** START OF Records supplied **

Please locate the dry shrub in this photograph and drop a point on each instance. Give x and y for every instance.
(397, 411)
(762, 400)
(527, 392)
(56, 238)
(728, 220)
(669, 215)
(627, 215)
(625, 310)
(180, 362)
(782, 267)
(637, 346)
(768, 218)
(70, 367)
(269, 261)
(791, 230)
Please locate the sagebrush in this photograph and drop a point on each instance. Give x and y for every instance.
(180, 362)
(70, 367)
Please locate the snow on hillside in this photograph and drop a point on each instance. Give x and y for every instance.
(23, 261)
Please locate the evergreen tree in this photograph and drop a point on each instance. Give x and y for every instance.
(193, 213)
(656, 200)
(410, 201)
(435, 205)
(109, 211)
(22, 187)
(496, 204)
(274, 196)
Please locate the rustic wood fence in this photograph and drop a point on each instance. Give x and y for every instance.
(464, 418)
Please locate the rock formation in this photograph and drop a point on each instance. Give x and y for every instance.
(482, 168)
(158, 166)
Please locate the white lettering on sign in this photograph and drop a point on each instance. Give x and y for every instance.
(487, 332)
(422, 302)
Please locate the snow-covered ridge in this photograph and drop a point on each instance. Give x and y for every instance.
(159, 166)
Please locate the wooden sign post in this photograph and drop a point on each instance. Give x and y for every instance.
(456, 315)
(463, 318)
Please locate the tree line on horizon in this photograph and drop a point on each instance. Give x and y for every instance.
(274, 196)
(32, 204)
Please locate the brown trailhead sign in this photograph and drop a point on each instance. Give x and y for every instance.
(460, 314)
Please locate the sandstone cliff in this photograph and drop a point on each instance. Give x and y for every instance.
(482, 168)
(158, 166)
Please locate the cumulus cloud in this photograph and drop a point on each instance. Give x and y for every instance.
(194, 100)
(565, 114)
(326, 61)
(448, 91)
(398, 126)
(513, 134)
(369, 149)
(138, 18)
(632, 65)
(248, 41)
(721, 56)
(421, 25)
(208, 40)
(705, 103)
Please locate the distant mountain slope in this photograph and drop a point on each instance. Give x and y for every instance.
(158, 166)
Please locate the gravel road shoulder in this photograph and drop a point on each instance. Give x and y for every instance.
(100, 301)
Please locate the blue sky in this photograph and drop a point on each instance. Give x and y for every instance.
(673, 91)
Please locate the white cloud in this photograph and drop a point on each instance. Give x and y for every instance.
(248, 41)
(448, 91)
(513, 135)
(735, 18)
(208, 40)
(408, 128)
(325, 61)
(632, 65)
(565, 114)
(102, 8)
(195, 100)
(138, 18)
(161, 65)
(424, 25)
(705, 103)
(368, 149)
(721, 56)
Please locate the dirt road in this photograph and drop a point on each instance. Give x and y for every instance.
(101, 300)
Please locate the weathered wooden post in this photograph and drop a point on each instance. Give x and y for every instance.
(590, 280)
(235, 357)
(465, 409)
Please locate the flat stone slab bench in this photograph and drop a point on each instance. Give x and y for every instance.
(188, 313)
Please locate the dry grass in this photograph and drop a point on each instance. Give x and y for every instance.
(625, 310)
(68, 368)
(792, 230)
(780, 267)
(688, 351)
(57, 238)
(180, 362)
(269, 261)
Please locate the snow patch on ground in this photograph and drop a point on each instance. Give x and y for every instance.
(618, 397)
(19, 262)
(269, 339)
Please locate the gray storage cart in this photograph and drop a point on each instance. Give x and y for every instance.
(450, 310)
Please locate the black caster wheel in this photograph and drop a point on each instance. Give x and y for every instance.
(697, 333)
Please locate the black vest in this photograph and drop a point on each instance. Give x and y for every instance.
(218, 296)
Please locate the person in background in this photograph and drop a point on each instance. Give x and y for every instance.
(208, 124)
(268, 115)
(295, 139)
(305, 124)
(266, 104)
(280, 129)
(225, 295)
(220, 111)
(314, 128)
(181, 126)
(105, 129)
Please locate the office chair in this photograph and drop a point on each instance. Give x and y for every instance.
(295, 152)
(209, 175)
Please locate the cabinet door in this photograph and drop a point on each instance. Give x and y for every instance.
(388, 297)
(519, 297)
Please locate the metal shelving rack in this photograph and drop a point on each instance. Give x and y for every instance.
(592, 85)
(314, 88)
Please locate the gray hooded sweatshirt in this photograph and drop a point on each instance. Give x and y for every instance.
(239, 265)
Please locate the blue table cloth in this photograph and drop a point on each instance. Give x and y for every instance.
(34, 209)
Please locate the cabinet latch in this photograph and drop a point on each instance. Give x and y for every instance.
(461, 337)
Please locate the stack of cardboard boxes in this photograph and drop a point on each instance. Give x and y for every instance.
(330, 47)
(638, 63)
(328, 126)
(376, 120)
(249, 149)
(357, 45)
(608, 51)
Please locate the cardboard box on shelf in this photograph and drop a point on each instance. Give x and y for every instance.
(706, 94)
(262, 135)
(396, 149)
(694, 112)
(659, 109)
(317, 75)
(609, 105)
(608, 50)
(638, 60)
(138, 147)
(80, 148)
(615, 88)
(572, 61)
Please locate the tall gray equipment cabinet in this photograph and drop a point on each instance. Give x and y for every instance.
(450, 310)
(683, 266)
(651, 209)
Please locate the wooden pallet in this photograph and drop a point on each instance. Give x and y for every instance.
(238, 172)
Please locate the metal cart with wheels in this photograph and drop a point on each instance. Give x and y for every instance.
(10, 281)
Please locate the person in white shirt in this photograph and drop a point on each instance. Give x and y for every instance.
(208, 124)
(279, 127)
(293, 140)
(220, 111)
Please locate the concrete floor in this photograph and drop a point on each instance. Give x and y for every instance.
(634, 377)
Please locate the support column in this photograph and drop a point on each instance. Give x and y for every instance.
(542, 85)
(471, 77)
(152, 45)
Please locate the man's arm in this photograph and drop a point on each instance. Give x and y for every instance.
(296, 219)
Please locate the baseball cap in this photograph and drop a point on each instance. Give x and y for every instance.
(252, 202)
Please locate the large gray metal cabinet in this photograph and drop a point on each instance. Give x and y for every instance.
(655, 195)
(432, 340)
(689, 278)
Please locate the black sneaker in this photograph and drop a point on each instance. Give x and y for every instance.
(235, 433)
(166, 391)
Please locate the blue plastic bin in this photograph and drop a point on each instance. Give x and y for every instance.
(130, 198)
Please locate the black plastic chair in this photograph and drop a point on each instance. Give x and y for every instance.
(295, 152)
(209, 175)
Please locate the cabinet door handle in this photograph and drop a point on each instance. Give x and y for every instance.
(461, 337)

** END OF Records supplied **

» **Set task**
Repeat the material above in full, quoting it exactly.

» **Reply**
Please locate the dry shrub in this photograph and drop a point on each instance. Give x and y for every instance.
(397, 411)
(762, 400)
(527, 392)
(56, 238)
(728, 220)
(669, 215)
(627, 215)
(625, 310)
(180, 362)
(782, 267)
(637, 346)
(768, 218)
(70, 367)
(269, 261)
(791, 230)
Please locate the sagebrush in this photograph and drop a point on each instance. Give x and y for every instance.
(180, 362)
(70, 367)
Please locate the snow on hillside in this photograph and drop a point on each instance. Give x and y for every instance.
(23, 261)
Please locate the evergreen tree in this photograph and drop a point on each instance. Give x and y for every instance.
(193, 213)
(656, 200)
(410, 201)
(435, 205)
(109, 211)
(22, 187)
(496, 204)
(274, 196)
Please locate the rustic wood fence in this photograph and drop a point on each instance. Give x and y for every instance.
(464, 418)
Please locate the rock formation in this photograph and drop a point on each instance. Give x and y for every instance.
(482, 168)
(158, 166)
Please locate the white lettering on sign in this photograph and drop a point on each instance. Give x and y for every instance.
(487, 332)
(422, 302)
Please locate the snow-covered ridge in this photograph and drop a point on each instance. Give x and y for every instance.
(159, 166)
Please locate the wooden sign post in this photograph and drop a point on each instance. Give x and y for every instance.
(456, 315)
(463, 318)
Please locate the tree line on horizon in this photograph and drop a point on each instance. Give x and y for every instance.
(274, 196)
(32, 204)
Please locate the brown trailhead sign in this photograph and drop a point on each instance. Give x and y for every instance.
(460, 314)
Please locate the sandstone cliff in this photograph and drop a point on each instance. Give x and y for every instance.
(482, 168)
(158, 166)
Please locate the cumulus cloud in this photograph and drop a point on each instance. Give x and y for every instance.
(194, 100)
(565, 114)
(326, 61)
(448, 91)
(398, 126)
(513, 134)
(369, 149)
(138, 18)
(632, 65)
(248, 41)
(721, 56)
(421, 25)
(208, 40)
(705, 103)
Please locate the distant mountain slope in this photograph and drop a point on each instance. Give x and y for every instance.
(158, 166)
Please locate the gravel road shoulder in this photograph and drop a point on each instance. Give x and y for every instance.
(100, 301)
Please locate the blue sky in this photograph and drop a point on each instance. Give x and y for every instance.
(673, 91)
Please locate the white cloud in this photograph and drop a point on each instance. Give x and y for every instance.
(248, 41)
(448, 91)
(513, 135)
(735, 18)
(208, 40)
(408, 128)
(325, 61)
(632, 65)
(565, 114)
(102, 8)
(195, 100)
(138, 18)
(161, 65)
(424, 25)
(705, 103)
(368, 149)
(721, 56)
Please locate the dirt road in this photograph and drop a point on each instance. Give x and y for every instance.
(101, 300)
Please locate the weathered wooden post in this photograph and drop a point on each instance. Give x and y for every instance.
(590, 280)
(235, 357)
(465, 409)
Please locate the flat stone slab bench in this photograph and drop a point on each instance. Give x and y for every instance.
(188, 313)
Please locate the dry grass in this photograph and drop a point on each instance. Give x and y for every instance.
(625, 310)
(68, 368)
(792, 230)
(780, 267)
(688, 351)
(57, 238)
(180, 362)
(269, 261)
Please locate the snow patch on ground in this photograph and drop a point on each instance. Give x and y for every instance.
(618, 397)
(19, 262)
(269, 339)
Please locate the gray storage cart in this photograph and drop a point on each instance. Give x and y for every instance.
(450, 310)
Please locate the black caster wheel in this photograph and drop a point on each instance. Give x and y for every instance.
(697, 333)
Please locate the black vest in this photograph and drop a point on each instance. Give x and y for every instance.
(218, 296)
Please locate the person in background in this photograph and drop a point on each instance. Give x and y for every instance.
(208, 124)
(268, 115)
(295, 139)
(305, 124)
(266, 104)
(280, 129)
(225, 295)
(220, 111)
(314, 128)
(181, 126)
(105, 129)
Please locate the office chair in this photograph and drop a point on each instance. Give x and y for every instance.
(295, 152)
(209, 175)
Please locate the cabinet door in this photograph and drop a point on each instance. Give x and y for every instance.
(388, 297)
(519, 297)
Please locate the metal shelving rack in this photograph and drop a point on each instance. Give x and y for every instance.
(592, 85)
(314, 88)
Please locate the gray hooded sweatshirt in this photograph and drop a point on each instance. Give x and y for every instance.
(239, 265)
Please locate the blue table cloth in this photograph and drop a point on each instance. Give x and y for every instance.
(34, 209)
Please locate the cabinet latch in this photograph and drop a point on each instance. Give x and y for every instance.
(461, 337)
Please locate the stack of cardboard boxes in this photograph and drop a point on each instance. Give x and y for every instance.
(330, 47)
(638, 63)
(328, 126)
(376, 120)
(249, 149)
(357, 45)
(608, 51)
Please locate the cardboard box on shelf in this photograph and drop a point on each instance. Give x and y for every instance.
(706, 94)
(262, 135)
(396, 149)
(694, 112)
(659, 109)
(317, 75)
(609, 105)
(608, 50)
(638, 60)
(138, 147)
(80, 148)
(615, 88)
(572, 61)
Please locate the tall gray equipment cabinet in this photograph and drop a point on each instance. Give x and y for every instance.
(450, 310)
(683, 266)
(651, 209)
Please locate the wooden pallet in this photograph and drop a point on each instance. Give x and y for every instance.
(238, 172)
Please locate the metal cart with wheels in this photograph and drop a point on each instance. Give x and y for every instance.
(10, 281)
Please locate the person in white shirt in this photograph and drop a point on each instance. Give x and y for every instance.
(208, 124)
(279, 127)
(293, 140)
(220, 111)
Please locate the concrete floor in this photograph and drop a point on each instance. Give x and y for every instance.
(634, 377)
Please locate the support column in this photograph and drop a point on each instance. Give x and y for every instance.
(542, 85)
(471, 77)
(152, 45)
Please locate the man's arm in this photograph and drop a point on each instance. Give x and y for every instance.
(296, 219)
Please locate the baseball cap in this photograph and drop a point on each instance. Give x and y for every instance.
(252, 202)
Please locate the large gray metal cabinet in this photograph and drop a point on each instance. Give x and y for every instance.
(655, 195)
(432, 340)
(689, 278)
Please locate the black sneaker in this photograph and drop a point on each instance. Give x and y for every instance.
(235, 433)
(166, 391)
Please locate the blue plastic bin in this photograph and drop a point on each instance. Give x and y for every instance.
(130, 198)
Please locate the black plastic chair in this photograph and drop a point on each instance. Give x and y for every instance.
(295, 152)
(209, 175)
Please locate the cabinet door handle in this photograph and drop a point on each instance. Give x and y for every instance.
(461, 337)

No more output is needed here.